The 25 most evil achievements finale, part 2

2. School of Hard Knocks
The hatred for this achievement is well-known and, in my opinion, well-deserved.
I try to take a measured approach to everything on this blog. Even if I don't agree with Blizzard, I'll make the effort to understand how and why they arrived at a decision. Sometimes I've gotten it right, and sometimes (perhaps more often) I haven't. Any reasonable player will admit that their love of a character is ultimately a very small part of a very big game, and developers have the unenviable task of reconciling player desires with the necessary limitations imposed by game balance. Whenever I look at the forums, I wonder if people like Nethaera and Ancilorn go to work every day expecting themselves to be the sole voice of unhappy sanity in a thread, and I fully expect Ghostcrawler to snap before Cataclysm, disappear and turn up six months later adopted into a pod of Monterey Bay seals.
So I don't say this insultingly, but boy, do I mean it: there's no defensible reason for this achievement to exist.
None.
It makes PvE players miserable. It makes PvP players miserable. It's a perverse incentive against teamwork, it turns battlegrounds into a mess for the length of Children's Week and it's the worst possible way to encourage any tentative or frightened player to try PvP. Anyone trying to do it might as well have a giant bull's-eye painted on them, for all the griefing and bullying it tends to attract, and I have a very serious problem with players being forced into such a vulnerable position in pursuit of What A Long, Strange Trip It's Been. For many players, that's the only way they're ever going to get a 310% mount without having to shell out for it at 85, and having to wade into an ocean of malicious "teammates" and opportunistic enemies to get it frankly sucks.

========================================================================

BRIEF
Answer these questions on the post about the School of Hard Knocks achievement.
1. Which developer does the writer expect to snap before Cataclysm?
2. During which event does the achievement turn battlegrounds into a mess?
3. What speed of mount do many players get only through What A Long, Strange Trip It's Been if they don't pay for one at 85?
The entries after this point have no role in the exercise.

========================================================================

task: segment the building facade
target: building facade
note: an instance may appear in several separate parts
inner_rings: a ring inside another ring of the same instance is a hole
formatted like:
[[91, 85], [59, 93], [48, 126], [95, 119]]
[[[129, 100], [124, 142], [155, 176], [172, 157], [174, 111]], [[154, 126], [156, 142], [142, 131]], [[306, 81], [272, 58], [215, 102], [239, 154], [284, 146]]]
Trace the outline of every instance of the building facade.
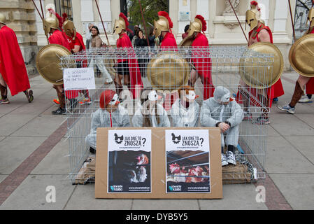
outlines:
[[[291, 1], [292, 10], [295, 11], [296, 2]], [[245, 12], [250, 7], [250, 0], [231, 0], [242, 27], [245, 29]], [[292, 25], [288, 1], [259, 0], [262, 8], [262, 17], [266, 25], [273, 31], [274, 43], [281, 50], [285, 58], [285, 69], [290, 70], [288, 54], [292, 44]], [[34, 0], [41, 11], [39, 0]], [[45, 11], [48, 7], [55, 6], [60, 15], [66, 13], [73, 18], [77, 31], [85, 37], [90, 22], [98, 26], [106, 43], [100, 17], [94, 0], [42, 0]], [[104, 22], [110, 44], [115, 45], [117, 36], [113, 34], [115, 19], [127, 1], [98, 0], [99, 10]], [[169, 0], [169, 13], [173, 22], [173, 32], [177, 43], [182, 41], [181, 35], [185, 25], [189, 24], [197, 14], [206, 20], [206, 32], [212, 46], [246, 46], [247, 42], [238, 25], [229, 0]], [[124, 7], [125, 8], [125, 7]], [[1, 0], [0, 12], [8, 19], [8, 26], [16, 32], [21, 50], [30, 74], [35, 72], [34, 55], [41, 46], [47, 45], [41, 19], [31, 0]], [[293, 15], [294, 16], [294, 15]], [[248, 29], [245, 30], [248, 36]]]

========================================================================

RESULT OF THE TASK
1. Ghostcrawler
2. Children's Week
3. 310%